• _Задание_: Выберите из записей ниже все строки, где встречается слово «grain», и перепишите их.

--

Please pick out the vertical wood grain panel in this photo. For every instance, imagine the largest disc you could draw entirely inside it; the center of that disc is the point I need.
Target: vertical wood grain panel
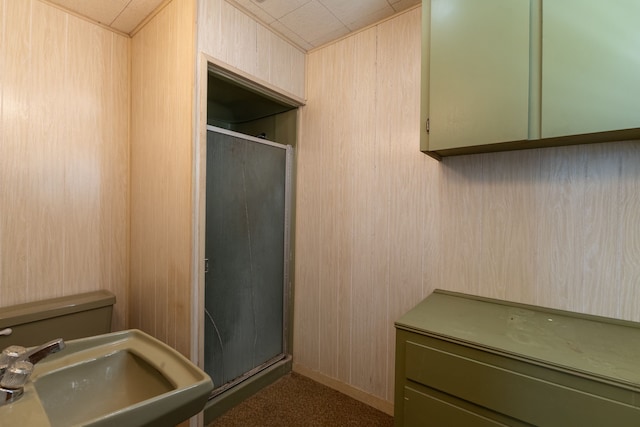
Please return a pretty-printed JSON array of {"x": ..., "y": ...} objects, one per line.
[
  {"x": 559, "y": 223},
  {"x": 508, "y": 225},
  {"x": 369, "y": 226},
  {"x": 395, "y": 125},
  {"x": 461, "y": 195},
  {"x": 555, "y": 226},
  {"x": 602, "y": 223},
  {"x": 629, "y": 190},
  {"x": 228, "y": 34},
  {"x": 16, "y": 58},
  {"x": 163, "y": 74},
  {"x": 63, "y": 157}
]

--

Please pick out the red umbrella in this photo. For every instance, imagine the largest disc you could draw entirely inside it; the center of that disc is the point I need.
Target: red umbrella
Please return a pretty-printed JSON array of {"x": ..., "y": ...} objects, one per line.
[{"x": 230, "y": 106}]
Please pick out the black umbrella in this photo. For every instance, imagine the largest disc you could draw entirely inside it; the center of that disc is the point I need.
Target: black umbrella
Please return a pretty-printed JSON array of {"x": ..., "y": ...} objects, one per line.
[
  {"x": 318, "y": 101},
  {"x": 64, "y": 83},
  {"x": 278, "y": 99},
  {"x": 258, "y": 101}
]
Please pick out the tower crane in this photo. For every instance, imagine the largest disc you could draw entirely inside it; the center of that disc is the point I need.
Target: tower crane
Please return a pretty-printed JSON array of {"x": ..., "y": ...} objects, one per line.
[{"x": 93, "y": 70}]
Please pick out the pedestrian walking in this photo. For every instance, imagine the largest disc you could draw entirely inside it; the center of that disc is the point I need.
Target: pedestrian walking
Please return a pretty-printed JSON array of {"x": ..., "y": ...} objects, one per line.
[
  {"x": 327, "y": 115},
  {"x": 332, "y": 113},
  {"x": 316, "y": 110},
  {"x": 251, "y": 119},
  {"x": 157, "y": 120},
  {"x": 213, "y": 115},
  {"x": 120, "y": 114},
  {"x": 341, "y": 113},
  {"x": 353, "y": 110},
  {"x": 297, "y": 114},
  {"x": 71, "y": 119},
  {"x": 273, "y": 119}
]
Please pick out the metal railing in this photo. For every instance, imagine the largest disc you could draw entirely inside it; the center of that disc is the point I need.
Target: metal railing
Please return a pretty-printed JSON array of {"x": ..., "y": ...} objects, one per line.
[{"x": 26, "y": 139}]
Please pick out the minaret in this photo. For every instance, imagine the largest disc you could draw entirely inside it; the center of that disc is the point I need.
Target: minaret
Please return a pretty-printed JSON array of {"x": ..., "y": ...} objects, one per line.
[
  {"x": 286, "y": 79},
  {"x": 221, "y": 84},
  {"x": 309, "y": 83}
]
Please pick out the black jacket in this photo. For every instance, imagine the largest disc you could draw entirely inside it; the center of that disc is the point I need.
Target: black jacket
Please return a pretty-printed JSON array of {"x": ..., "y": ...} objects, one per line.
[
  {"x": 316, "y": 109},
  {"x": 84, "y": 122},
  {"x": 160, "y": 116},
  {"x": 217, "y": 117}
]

--

• _Ответ_:
Please pick out the vertical wood grain panel in this photo. For every instance, imagine the largest disc you could draw entirely inside it; the center of that disc is the point I need.
Target: vertical wood grain panel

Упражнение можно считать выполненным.